Records from a collection:
===============

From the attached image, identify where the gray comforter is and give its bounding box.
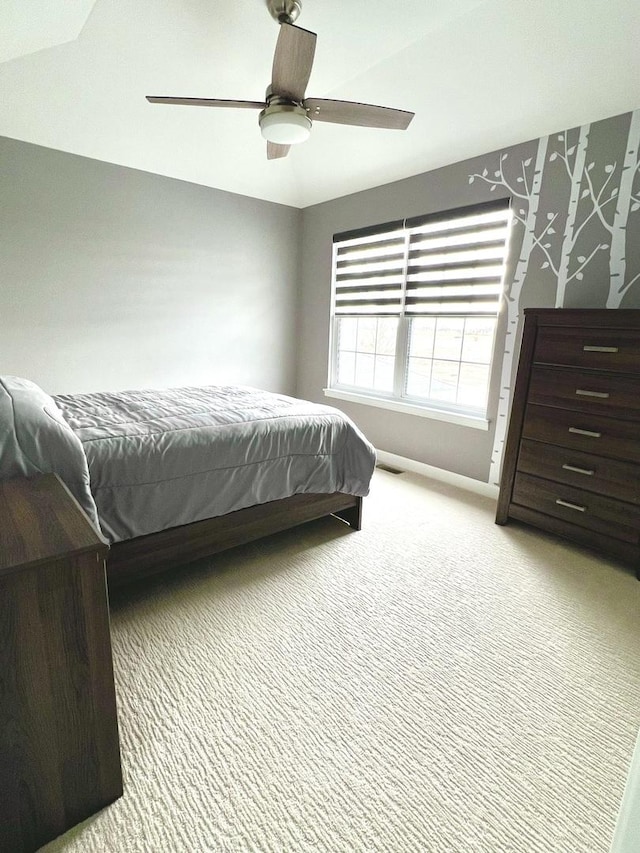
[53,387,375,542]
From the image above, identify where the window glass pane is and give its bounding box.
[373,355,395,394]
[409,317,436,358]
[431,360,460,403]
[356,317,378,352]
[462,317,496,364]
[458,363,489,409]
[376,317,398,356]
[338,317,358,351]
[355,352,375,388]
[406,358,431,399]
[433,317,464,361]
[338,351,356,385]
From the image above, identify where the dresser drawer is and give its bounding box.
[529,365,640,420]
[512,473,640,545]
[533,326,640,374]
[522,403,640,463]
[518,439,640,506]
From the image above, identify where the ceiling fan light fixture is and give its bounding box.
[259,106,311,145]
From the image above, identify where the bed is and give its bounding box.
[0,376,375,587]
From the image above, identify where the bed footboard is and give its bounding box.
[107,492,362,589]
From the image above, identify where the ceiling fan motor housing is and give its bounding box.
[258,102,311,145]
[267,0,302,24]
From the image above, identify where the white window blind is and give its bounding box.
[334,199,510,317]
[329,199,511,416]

===============

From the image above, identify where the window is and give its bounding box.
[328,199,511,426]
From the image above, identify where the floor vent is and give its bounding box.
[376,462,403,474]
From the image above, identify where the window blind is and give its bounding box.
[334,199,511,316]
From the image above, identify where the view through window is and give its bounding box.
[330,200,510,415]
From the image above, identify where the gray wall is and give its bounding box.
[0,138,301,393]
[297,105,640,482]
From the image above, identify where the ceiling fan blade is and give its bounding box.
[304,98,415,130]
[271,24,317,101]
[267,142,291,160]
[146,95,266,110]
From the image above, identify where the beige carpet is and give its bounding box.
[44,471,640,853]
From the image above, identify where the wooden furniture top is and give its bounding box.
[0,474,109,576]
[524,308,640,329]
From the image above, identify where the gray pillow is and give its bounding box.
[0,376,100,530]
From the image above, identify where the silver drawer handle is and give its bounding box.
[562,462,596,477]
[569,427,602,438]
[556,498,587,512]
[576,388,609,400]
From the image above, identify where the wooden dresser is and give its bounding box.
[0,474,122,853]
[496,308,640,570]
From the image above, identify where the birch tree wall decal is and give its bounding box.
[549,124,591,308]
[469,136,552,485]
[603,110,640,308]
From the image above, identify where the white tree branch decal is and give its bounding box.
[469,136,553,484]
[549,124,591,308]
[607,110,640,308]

===============

**Do this:**
Change "bounding box" to "enclosing rectangle" in the lines above, from the line with "From the attached" up to and including the line with "[329,199,511,416]", and keep everything else the same. Leave the picture out of your answer.

**Solution to this task:**
From the attached image, identify where the gray comforter is and give its enclosing rectangle.
[53,387,375,542]
From the image above, identify where the window glass pane is and give its enclosing rectangle.
[373,355,395,394]
[409,317,436,358]
[431,360,460,403]
[356,317,378,352]
[462,317,496,364]
[458,363,489,409]
[376,317,398,356]
[338,317,358,351]
[355,352,375,388]
[406,358,431,399]
[433,317,464,361]
[338,351,356,385]
From the image above, identify where the dresser drawer is and give its enclosing rectangle.
[529,365,640,420]
[512,473,640,545]
[533,326,640,374]
[522,403,640,463]
[518,439,640,506]
From the image above, identify where the ceiling fan light fixture is and give its enclosing rectangle.
[259,106,311,145]
From the image above, identify where the bed is and give its enclosing rectangle.
[0,376,375,587]
From the image above, identify where the bed footboard is and give its enclosing rectangle.
[107,492,362,589]
From the image above, identify where the ceiling fan motor housing is and give its enclosing rectangle.
[258,102,311,145]
[267,0,302,24]
From the image above, identify where the white window blind is and give its enclosing rectangle.
[334,199,510,317]
[329,199,511,416]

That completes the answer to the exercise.